START

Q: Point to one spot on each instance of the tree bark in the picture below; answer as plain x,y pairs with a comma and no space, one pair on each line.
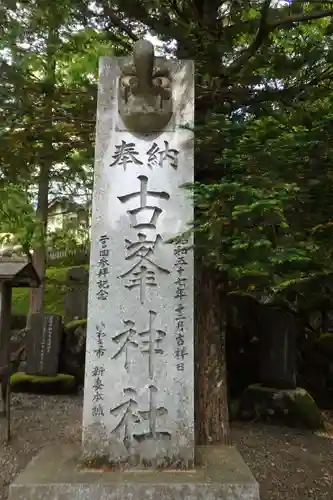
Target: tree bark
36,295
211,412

END
START

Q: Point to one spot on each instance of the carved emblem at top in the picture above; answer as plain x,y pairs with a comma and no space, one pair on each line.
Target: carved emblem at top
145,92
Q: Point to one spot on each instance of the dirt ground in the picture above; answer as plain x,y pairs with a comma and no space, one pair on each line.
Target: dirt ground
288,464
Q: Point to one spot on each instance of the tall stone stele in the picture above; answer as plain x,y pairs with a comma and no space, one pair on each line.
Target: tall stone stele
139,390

END

WRITTEN INSTRUCTION –
Collect each line above that contains the string "dirt", treating uppercase and lowercase letters as different.

RESULT OF THIS TASK –
Q: Point to one spot on each instance of the dirt ground in the picture above; answer as plain x,y pairs with a comma and no space, one pair on each line.
Target: dirt ground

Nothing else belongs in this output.